● **Source passage**:
● ● ●
My Nose in A Book

Since moving to Germany, I seemed to have my nose much more in a book.  I love reading and prior to having children I probably read a book a week. Then came my first son along with sleep deprivation that did not make way for my love of books. I struggled to keep my eyes open and that has been my life for the last 18 years, but I wouldn't change any of it. When I packed my bags back in May, I was optimistic that just maybe I might find some time to read.  Still, sleep deprived but I am determined to read as much as possible.  It also helps that despite having Amazon Prime I struggle to find things to watch.

Goodnight from London written by Jennifer Robson takes place in London, England during WWII and while fictional gives us some insight on what it was like to live in London at that time. I love historical fiction books and this book did not disappoint.  I found the story-line completely believable and was sad when I turned the last page because I knew I would have to say goodbye to Ruby Sutton a war correspondent from America covering the events taking place in London. Ruby has a secret though and will her friends and new boss find out?  Does she find love despite all that is going on around her?  Having never read one of Jennifer Robson's books before I can honestly say I was not disappointed and look forward to reading her other bodies of work.

To learn more on the Blitzkrieg I found this documentary very interesting. So much is said about what took place in Germany, but we often don't hear much about what happened to England at that time through recent TV shows on BBC are introducing us to more shows that are set during that time period such as Land Girls and Foyles War.

Two by Two by Nicholas Sparks is my next book and it was truly a delight.  Russ a man who thought he had it all: a great job, a beautiful home, a gorgeous wife, and a totally sweet 5-year-old. Russ finds himself navigating raising a child on his own, dealing with his now to be ex-wife, and the loss of his job. Unlike most of his books, Nicholas approaches the storyline from the side of Man's perspective Enchanting and totally captivating this book does not a disappointment.

Black Souls a sequel to Black Hearts written by Nicole Castroman is a fictional Young Adult read through can appeal to adults just as well as teens.  The story is about Edward Teach Drummond  a English upper crusted society member who is forced to sail on one of his father's ships towards the Caribbean in pursuit of his love Ann, who was kidnapped and placed on another ship that departed earlier for the Caribbean, with the hope that it would prevent Edward from furthering  his relationship with the girl. I totally fell in love with the two characters in the first book and was so excited to see what happened to them.  I can't say this book stands on its own because so much of what we know of the two characters come from the first book in this series.  While the book is promoted as a pirate book, which I am not so fond of the genre it is really more of a love story that is set on the high seas port of Nassau. The book while fictional also gives you a possible scenario of how Black Beard became a pirate and go his name.  It is a fun easy read but leaves you wanting so much more which I believe was completely intentional as my hopes are that all the loose ends will be wrapped up in Book Three which the author is currently in the process of writing.
● ● ●
● **Given data**:

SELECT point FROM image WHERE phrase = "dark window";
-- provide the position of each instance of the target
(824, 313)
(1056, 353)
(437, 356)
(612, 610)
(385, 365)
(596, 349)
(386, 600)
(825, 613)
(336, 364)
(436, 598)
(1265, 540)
● ● ●
● **Instruction 1**: Echo the book blog post word for word, everything from "Since moving to" down to "things to watch.".
● **Instruction 2**: Duplicate every row that follows the book blog post, character for character and in the same order.

● **Full answer 1**:
Since moving to Germany, I seemed to have my nose much more in a book.  I love reading and prior to having children I probably read a book a week. Then came my first son along with sleep deprivation that did not make way for my love of books. I struggled to keep my eyes open and that has been my life for the last 18 years, but I wouldn't change any of it. When I packed my bags back in May, I was optimistic that just maybe I might find some time to read.  Still, sleep deprived but I am determined to read as much as possible.  It also helps that despite having Amazon Prime I struggle to find things to watch.

● **Full answer 2**:
SELECT point FROM image WHERE phrase = "dark window";
-- provide the position of each instance of the target
(824, 313)
(1056, 353)
(437, 356)
(612, 610)
(385, 365)
(596, 349)
(386, 600)
(825, 613)
(336, 364)
(436, 598)
(1265, 540)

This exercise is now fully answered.